* 元の文章
--

Redmineを使ってAI管理、スケジュール管理をしたいと思い、DockerでRedmineを立ち上げることにしました。
構築手順を備忘録として残しておきます。
環境は以下です。
- ConoHa VPS (メモリ 1GB/CPU 2Core/SSD 100GB)
- Ubuntu 20.04.1 LTS
- Docker: 19.03.13
- Docker Compose: 1.27.4
- redmine: latest (2020/9/27 執筆時点では、4.1.1が最新)
- postgres: latest (2020/9/27 執筆時点では、13.0が最新)
目次
はじめに
DockerでRedmineを立ち上げるために事前調査をした結果、以下のような構築方針で作成することにしました。
【構築方針】
- RedmineのDockerコンテナはredmine(公式)[1]を使うことにする。
- Redmineのバージョンは4.1系を使うことにする。
- データベースはPostgreSQLを使い、dockerコンテナはpostgres(公式)[4]を使うことにする。
- 構築環境は「ConoHa VPS + Ubuntu」とする。
- SSL対応はSteveLTN/https-portal[2]コンテナを使う。
- 大人数で使うわけではないので、Memcachedは対応しない。
- Gメール設定で通知できるようにする。
なお、事前調査は「DockerでRedmineを立ち上げるための事前調査」でまとめているので、よろしければご覧ください。[3]
ConoHa VPSでサーバ構築する
本記事では、ConoHa VPS上に「Ubuntu 18.04.4 LTS」を立ち上げ、その上にDocker、Docker Composeを構築しています。Linux環境であれば、本記事の手順は有効だと思いますので、ご自分のLinux環境がある場合は、この章は飛ばしていただいて結構です。
ConoHa VPSは初期費用不要で月に数百円で利用できる仮想サーバのサービスです。
以下の記事でConoHa VPSにUbuntuを構築する方法をまとめたので、よろしければご覧ください。[5]
SSH接続するので、ドメインがあると良いです。
ConoHa VPSにドメインを設定する方法もまとめたので、よろしければご覧ください。[6]
「Docker + Docker Compose」環境を構築する
「DockerとDocker Compose」をインストールします。
以下の記事で、インストール方法をまとめたので、よろしければご覧ください。[7]
「https-portal + Redmine + postgreSQL」環境を構築する
構築の流れとしては以下です。
- ネットワーク構成を考える
- フォルダ構成を考える
- webサーバ(https-portal)のdocker-compose.ymlを作成する
- appサーバ(Redmine + postgreSQL)のdocker-compose.ymlを作成する
- 環境ファイルを作成する
- メール設定用のconfiguration.ymlを作成する
- DNSサーバでRedmineとpostgreSQLのホスト名を設定する
- appサーバ⇒webサーバという順番でコンテナを起動する
ネットワーク構成を考える
ネットワーク構成は以下の図のようにしました。

--

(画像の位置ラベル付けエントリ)
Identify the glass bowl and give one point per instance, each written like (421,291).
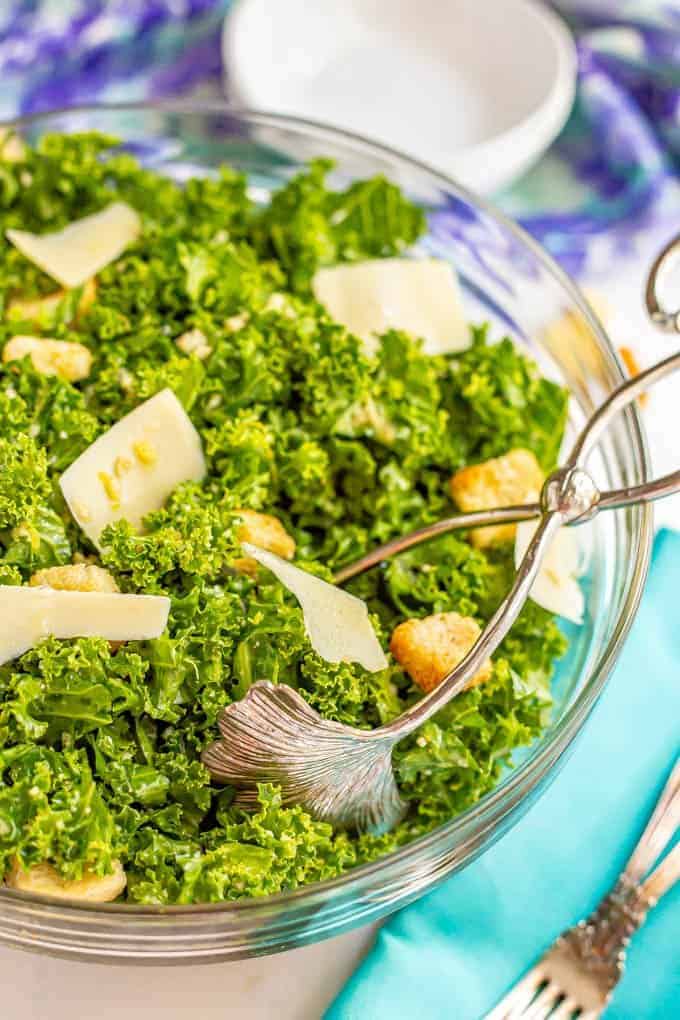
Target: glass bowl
(511,283)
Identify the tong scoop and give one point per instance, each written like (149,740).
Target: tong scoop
(345,775)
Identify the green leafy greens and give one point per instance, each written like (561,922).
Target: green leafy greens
(100,747)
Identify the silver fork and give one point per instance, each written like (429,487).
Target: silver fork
(577,975)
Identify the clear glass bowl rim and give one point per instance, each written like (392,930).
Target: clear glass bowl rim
(521,780)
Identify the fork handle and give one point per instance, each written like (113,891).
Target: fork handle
(600,941)
(660,829)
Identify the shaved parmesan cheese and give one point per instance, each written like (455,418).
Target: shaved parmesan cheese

--

* 作業の指示
DockerでRedmineを立ち上げる記事を、最後の文のあとから書き継いでください。 これらのエントリは使わなくてかまいません。

* 作業の結果
- コンテナとしては、https-portalコンテナ、redmineコンテナ、postgresコンテナを作成
- https-portalコンテナはWebアクセスのために、ホスト側と80番(http)、443番ポート(https)を共有
- web_netというコンテナネットワークを作成し、各コンテナ間を接続
- web/docker-compose.ymlでhttps-portalコンテナを生成、app/docekr-copose.ymlでredmineコンテナとpostgresコンテナを生成
- https-portalコンテナはホスト側のnginx/ssl_certsディレクトリを共有
- redmineコンテナはホスト側のredmine/plugins, redmine/themes, redmine/configディレクトリを共有
- postgresコンテナはホスト側のdb/initdb, db/dbdataディレクトリを共有
フォルダの構成を考える
以下のような構成としました。
事前にmkdir
コマンドでディレクトリを作成してください。
myenv
|-- app
| |-- db
| | |-- dbdata
| | `-- initdb
| |-- docker-compose.yml
| `-- redmine
│ ├── config
│ │ └── configuration.yml
| |-- plugins
| `-- themes
`-- web
|-- docker-compose.yml
`-- nginx
`-- ssl_certs
webサーバ(https-portal)のdocker-compose.ymlを作成する
webサーバとして、https-portalコンテナを立ち上げるdocker-compose.ymlを作成します。
【myenv/web/docker-compose.yml】
version: '3.7'
services:
web:
image: steveltn/https-portal:1
container_name: web
restart: always
volumes:
- ./nginx/ssl_certs:/var/lib/https-portal
networks:
web_net:
ipv4_address: ${HTTPS_PORTAL_NET_IP4_ADDR}
ports:
- '80:80'
- '443:443'
env_file:
- .env
environment:
DOMAINS: >-
${HOSTNAME_REDMINE}.${SITE_DOMAIN} -> http://redmine:${REDMINE_DOCKER_PORT}/,
STAGE: 'staging'
networks:
web_net:
external: true
services.web.environment.STAGE
はstaging
としています。すべての構築が完了し、問題ないことが確認できたら、production
に変更します。
appサーバ(Redmine + postgreSQL)のdocker-compose.ymlを作成する
appサーバとして、redmineコンテナとpostgresコンテナを立ち上げるdocker-compose.ymlを作成します。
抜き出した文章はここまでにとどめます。